EXERCISE OBJECTIVE:
Every line of the data should be retyped with no difference from the original.
== PROVIDED ENTRIES
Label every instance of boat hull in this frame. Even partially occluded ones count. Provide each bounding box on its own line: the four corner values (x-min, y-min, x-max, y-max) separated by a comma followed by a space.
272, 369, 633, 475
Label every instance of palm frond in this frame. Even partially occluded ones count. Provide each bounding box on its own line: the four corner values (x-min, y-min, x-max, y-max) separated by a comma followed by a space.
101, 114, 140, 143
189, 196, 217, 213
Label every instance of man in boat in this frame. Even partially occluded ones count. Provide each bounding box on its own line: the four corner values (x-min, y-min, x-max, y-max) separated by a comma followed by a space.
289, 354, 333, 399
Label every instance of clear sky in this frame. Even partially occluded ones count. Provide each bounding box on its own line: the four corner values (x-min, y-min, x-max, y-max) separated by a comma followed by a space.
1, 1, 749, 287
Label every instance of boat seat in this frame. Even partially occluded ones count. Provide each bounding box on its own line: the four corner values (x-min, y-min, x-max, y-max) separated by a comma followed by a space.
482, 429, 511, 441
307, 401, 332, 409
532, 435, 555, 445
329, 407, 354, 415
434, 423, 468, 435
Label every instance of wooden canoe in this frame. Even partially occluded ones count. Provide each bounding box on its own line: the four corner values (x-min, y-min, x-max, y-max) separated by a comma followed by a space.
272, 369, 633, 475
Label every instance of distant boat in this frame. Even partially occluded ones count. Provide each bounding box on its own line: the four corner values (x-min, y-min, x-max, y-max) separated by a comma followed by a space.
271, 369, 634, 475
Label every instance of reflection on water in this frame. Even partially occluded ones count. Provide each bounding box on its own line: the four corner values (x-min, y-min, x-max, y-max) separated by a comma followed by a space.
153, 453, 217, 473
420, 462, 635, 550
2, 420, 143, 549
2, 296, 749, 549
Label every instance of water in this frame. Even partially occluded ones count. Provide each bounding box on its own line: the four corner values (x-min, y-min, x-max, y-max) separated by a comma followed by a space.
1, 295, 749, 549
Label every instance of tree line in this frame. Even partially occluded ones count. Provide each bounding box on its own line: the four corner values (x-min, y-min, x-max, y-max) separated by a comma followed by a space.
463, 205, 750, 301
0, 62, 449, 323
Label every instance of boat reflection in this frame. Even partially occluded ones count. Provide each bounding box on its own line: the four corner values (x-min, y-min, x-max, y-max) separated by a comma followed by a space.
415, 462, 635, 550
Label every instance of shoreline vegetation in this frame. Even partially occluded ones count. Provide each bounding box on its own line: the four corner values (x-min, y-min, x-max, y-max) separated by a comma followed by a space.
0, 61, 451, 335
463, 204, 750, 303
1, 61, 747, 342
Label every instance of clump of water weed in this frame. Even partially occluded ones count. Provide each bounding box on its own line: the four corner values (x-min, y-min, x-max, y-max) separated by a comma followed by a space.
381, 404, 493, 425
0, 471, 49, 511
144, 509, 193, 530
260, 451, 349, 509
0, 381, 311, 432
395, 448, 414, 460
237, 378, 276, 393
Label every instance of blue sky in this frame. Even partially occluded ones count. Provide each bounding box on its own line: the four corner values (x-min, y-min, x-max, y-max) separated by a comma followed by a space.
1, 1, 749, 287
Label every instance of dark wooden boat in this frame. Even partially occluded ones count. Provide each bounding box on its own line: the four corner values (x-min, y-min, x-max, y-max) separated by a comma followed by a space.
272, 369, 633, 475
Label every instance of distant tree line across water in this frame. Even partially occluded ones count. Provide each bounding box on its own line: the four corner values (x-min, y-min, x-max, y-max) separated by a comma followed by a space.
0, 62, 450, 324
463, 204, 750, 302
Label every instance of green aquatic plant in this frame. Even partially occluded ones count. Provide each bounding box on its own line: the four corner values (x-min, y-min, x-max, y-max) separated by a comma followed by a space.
====
RESULT:
Label every instance of boat hull in this frame. Even partially occluded ones count. Provide each bounding box on its own line: the four corner values (x-min, y-min, x-max, y-max) separated by a comma followed by a space.
272, 369, 633, 475
Label every instance of palm frond in this frame. Even partially occluded ones count. Provide each bounding box on its own line: the four corner values (x-min, y-min, x-max, y-max) separated by a comma followed by a space.
101, 114, 140, 143
189, 196, 217, 213
Label every instance of man in boat in this frame. Even partially occluded ones count. Provide each bounding box on its own line: the four corner values (x-min, y-min, x-max, y-max) separated by a comma followed by a space.
289, 354, 333, 399
Label every instance of clear sky in this frame. Even partially occluded ones count. Provide each bounding box on its own line: the four corner values (x-min, y-min, x-max, y-max) separated by a comma followed by a space.
1, 1, 749, 287
Label every instance of boat seat in this frame. Even partially occluded ones count. Provide each bounding box on its own line: the four corner values (x-min, y-min, x-max, y-max) separated by a comma followed by a space.
482, 429, 511, 441
307, 401, 332, 409
532, 435, 555, 445
329, 407, 354, 415
434, 423, 468, 435
Label every instance of wooden canoe in this frame. Even partially occluded ones count. Provide each bounding box on its own line: the four corner values (x-min, y-min, x-max, y-max) separated by a comma followed by a space.
272, 369, 633, 475
Label every instance of distant boat in this frame. Even partially occluded ones count. Provide each bounding box on its own line: the four corner values (x-min, y-min, x-max, y-max) separated by a comma followed by a space.
271, 369, 634, 475
Label every instance of reflection on water in this frame. Even partially occluded ones count. Provide each bounding box on its own line: the four corner values (x-min, y-min, x-max, y-max) separated by a comma followed by a space.
153, 453, 217, 473
420, 462, 635, 550
2, 420, 143, 549
2, 296, 749, 549
Label every instance of water in this frame. Even partially occluded ones count. Provide each bounding box on its own line: the four corner values (x-min, y-min, x-max, y-max) separated by a comma followed by a space.
1, 295, 749, 549
Label every instance of tree line in this frame. Even partially occluded ones count. Provide each bounding box on its own line: the four corner values (x-min, y-min, x-max, y-max) separated by a comma followed by a space.
463, 205, 750, 301
0, 62, 449, 323
Label every instance of boat reflection in this frame. Even partially occluded ones count. Provide each bounding box on its own line: the four corner values (x-min, y-min, x-max, y-max) separated by a comma followed by a space.
415, 462, 635, 550
Label every instance of shoreline vegetation in this frame. Even partially occluded ones count. Provide each bounding box on its own line: the four corner values (x-min, y-min, x-max, y-max) separated by a comma followed by a space.
0, 61, 451, 335
463, 204, 750, 303
1, 61, 747, 342
Label every instance of clump of water weed in this frame. Even partially occluded ones count. Provide each bounding box on its own line: the four corner values (x-min, y-min, x-max, y-max) separated by a comma followed by a space.
381, 404, 493, 425
0, 471, 49, 511
144, 509, 193, 530
260, 451, 349, 509
0, 381, 311, 432
395, 448, 414, 460
237, 378, 276, 393
Label every instance of blue sky in this frame. Even partially occluded ones count. Provide each bounding box on its own line: the four corner values (x-min, y-min, x-max, y-max) separated by a comma followed by a space.
1, 1, 749, 287
Label every instance of dark wooden boat in this frame. Even partially occluded ones count. Provide each bounding box on its own line: the four corner values (x-min, y-min, x-max, y-max) separated by a comma followed by a space.
272, 369, 633, 475
Label every instance of distant tree line across water in this frame. Even partially occluded ones count. Provide each bounding box on its own line: the four corner values (x-min, y-min, x-max, y-max) separated by a comma followed by a space.
0, 62, 450, 324
463, 204, 750, 302
Label every instance of green aquatic plant in this frame. Even partially occluded ones count. Provide each bounding box on its own line: the four corner values (x-min, y-min, x-max, y-max) separated by a comma followed by a space.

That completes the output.